TASK STATEMENT:
Word for word, set down the records and skip each picture.

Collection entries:
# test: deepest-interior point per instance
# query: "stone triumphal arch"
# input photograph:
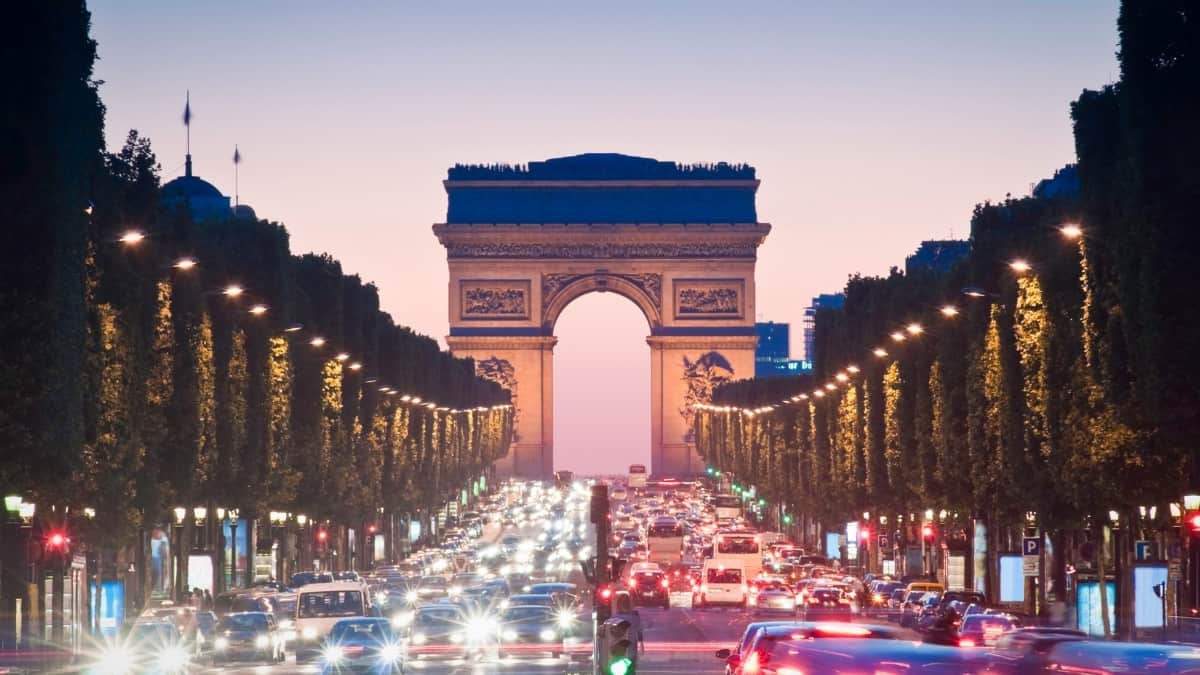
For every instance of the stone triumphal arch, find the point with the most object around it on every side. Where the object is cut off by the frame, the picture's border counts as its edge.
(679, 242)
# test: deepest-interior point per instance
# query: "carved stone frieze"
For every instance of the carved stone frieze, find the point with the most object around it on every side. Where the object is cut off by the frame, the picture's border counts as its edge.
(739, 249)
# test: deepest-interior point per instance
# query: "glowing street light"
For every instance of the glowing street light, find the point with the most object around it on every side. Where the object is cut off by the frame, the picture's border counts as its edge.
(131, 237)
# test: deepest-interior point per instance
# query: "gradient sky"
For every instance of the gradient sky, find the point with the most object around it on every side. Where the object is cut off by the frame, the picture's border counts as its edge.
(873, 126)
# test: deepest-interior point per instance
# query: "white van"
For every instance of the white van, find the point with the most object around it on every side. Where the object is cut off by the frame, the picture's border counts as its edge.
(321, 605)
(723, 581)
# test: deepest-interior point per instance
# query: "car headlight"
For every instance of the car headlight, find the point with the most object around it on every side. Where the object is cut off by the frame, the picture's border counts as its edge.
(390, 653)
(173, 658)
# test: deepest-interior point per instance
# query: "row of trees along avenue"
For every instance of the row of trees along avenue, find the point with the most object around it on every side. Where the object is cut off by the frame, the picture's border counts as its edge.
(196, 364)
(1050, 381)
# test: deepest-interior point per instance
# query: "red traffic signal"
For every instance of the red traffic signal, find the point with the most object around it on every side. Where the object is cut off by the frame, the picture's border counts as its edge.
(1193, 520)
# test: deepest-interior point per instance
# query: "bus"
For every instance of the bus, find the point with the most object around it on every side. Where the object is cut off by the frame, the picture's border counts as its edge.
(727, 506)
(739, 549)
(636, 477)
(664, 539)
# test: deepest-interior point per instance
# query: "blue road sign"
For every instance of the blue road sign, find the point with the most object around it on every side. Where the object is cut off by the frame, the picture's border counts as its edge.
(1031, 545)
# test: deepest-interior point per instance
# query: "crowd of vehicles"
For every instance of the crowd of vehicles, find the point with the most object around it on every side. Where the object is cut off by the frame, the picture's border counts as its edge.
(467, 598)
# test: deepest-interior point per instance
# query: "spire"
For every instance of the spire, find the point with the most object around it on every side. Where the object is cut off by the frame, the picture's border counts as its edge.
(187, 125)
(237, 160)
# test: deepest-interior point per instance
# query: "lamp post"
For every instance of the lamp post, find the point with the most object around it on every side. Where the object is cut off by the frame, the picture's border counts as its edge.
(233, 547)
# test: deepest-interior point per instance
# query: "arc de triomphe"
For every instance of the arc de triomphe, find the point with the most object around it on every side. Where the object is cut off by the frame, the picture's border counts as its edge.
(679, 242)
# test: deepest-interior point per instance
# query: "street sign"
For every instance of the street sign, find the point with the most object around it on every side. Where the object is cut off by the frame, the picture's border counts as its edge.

YOUR RESPONSE:
# test: deepest-interior point per instance
# query: "stone triumphal arch"
# input photograph:
For every instance of the stone triumphal arch, find the point with the most object around it on every side. Where the object is cut off by the frame, the picture's border counts as its edge.
(679, 242)
# test: deepest-interior point per instance
# query: "carved stone frieze"
For every instance of the carved stone frieze, find the point with the most object around it on every side. Where the object is cut off by the frame, the picture's border counts as its edge.
(739, 249)
# test: deepest-interior point per instance
# query: "glowing street light"
For every instance of the glowing street light, find the point with the most object around it on every side. Where the object is cut off by the frame, the picture's border counts as its edge.
(131, 237)
# test: deepest-interior point per instance
# query: "gradient sky"
For every instance of the gradient sky, find the point with the most object around it on every side. Where the object is cut off by the frame, the picture's border counts as its edge.
(873, 126)
# test: deepest-interior point per instance
# query: "white van"
For every instance of the white van, find the point with the most object around it on every side. Where the object is cut off by the frame, the picture's border counts as its edge.
(321, 605)
(723, 581)
# test: deepest-interior point per instance
# query: "car headlight"
For every instance of the car headlight, find the point with the most object around it on every side. Where the object is cut off by the frame, the picture's border counts as its edge.
(390, 653)
(173, 658)
# test: deepest-interior point per instance
# query: "row of trees along avenue"
For every instance of the row of trees along avenue, find the point with the most object around it on every side. Where the object is cut off by the frame, the picture's border counts as its edge.
(196, 364)
(1050, 381)
# test: deepest-interior point per instance
# query: "red traffic signal"
For every instance of the red traffic signal, find the point with the most object around it on every side. Where the object is cut off by the frame, the picture's border counts as its edge.
(1193, 520)
# test: deepest-interior point per instance
# query: "bus"
For every instance of the bus, find the point with the most object around it on every side. Where the object is cut off by the frame, the picture's border counts as its edge.
(727, 506)
(739, 549)
(636, 477)
(664, 539)
# test: deepest-interior point per instance
# query: "blue road sign"
For every instance of the blue road sign, find the point with the most object around it on every side. Where the object is cut off by the frame, the picture's border counts as its edge.
(1031, 545)
# test: deepest-interior point per instance
# query: "crowd of vehicles"
For every instance of the crowd of vehicles, find the point with the most object around it on every side. Where the object is cut off by the frame, the picture's border counts as its edge.
(467, 598)
# test: deepest-interior point per instance
# query: "spire"
For every instance of the spire, find the point with the most object around it on every side. Where the object is cut off by the frame, the picture's border counts as its edge.
(187, 125)
(237, 160)
# test: deepest-interior point per instance
# query: "lamp post"
For every instance of the lamp post, find the point with the most object around it on every side. Where the object is cut off by the frame, the picture's border counts as its edge.
(233, 547)
# test: deepest-interior point per instance
# query: "arc de triomphe"
For every instance of the arc de triomphe, find the point with the most object around it on every side. Where the object is cut off by the frame, the picture's border counts as its edge.
(679, 242)
# test: deepest-interior point per instance
# query: "street sign"
For every instance of the street sign, find the point with the most object around it on every side. Where the object is cut off by the frame, the picture's border counts as its edge.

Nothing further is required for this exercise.